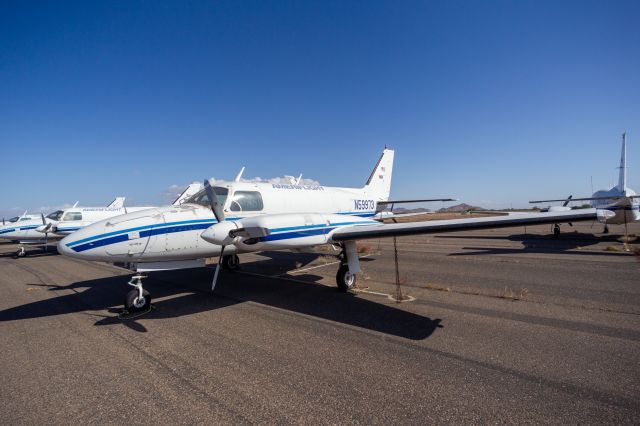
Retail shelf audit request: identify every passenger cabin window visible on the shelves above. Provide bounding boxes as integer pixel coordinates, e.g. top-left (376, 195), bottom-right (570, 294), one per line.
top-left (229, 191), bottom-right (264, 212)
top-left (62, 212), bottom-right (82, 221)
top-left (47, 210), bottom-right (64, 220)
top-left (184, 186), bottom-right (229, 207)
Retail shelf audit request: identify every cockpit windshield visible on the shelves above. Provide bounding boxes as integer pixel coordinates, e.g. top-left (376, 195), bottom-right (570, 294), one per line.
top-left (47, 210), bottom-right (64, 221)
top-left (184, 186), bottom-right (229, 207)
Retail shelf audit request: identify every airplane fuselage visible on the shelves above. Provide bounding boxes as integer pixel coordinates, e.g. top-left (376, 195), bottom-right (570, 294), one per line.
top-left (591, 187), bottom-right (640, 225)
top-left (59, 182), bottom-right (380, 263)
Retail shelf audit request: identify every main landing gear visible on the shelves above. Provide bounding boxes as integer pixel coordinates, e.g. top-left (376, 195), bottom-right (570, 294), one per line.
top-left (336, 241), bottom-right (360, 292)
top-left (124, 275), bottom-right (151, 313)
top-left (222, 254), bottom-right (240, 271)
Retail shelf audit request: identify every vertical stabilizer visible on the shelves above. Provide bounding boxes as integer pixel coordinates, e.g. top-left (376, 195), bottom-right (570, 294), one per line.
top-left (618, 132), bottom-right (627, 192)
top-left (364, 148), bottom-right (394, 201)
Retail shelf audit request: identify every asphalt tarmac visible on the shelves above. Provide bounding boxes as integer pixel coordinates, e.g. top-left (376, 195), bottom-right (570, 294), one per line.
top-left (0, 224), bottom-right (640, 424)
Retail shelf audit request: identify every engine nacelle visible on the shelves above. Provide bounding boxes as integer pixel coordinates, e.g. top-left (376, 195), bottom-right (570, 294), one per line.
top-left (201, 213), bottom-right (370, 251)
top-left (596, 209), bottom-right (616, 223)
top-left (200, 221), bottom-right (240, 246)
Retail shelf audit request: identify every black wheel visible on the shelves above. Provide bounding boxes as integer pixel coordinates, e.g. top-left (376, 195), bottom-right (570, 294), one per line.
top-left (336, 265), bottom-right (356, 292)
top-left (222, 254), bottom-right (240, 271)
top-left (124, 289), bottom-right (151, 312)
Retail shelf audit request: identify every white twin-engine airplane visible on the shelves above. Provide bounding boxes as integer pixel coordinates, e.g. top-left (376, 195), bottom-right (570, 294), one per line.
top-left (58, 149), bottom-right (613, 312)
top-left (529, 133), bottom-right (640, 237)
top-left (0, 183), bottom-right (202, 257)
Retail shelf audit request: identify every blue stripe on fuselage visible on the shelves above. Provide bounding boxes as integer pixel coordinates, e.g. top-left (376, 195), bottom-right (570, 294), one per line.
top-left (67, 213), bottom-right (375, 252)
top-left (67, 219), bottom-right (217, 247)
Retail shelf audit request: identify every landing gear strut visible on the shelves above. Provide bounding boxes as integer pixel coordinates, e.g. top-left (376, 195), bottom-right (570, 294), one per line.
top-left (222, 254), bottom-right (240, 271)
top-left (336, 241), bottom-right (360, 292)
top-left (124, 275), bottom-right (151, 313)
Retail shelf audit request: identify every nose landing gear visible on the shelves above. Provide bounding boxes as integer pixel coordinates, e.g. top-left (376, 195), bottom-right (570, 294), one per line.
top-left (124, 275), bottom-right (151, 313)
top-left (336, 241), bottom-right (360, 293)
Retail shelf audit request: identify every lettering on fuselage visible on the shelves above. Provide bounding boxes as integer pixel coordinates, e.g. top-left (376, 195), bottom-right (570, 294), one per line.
···
Objective: Pick out each line of the listing above that contains the word "nacelle", and copy those lines.

Finished exercise:
Retail shelf audit request: identify every engine nacelle visible on the shelves above. Provide bounding boxes as integer pixel coordinates, e.g. top-left (376, 195), bottom-right (570, 294), one per line.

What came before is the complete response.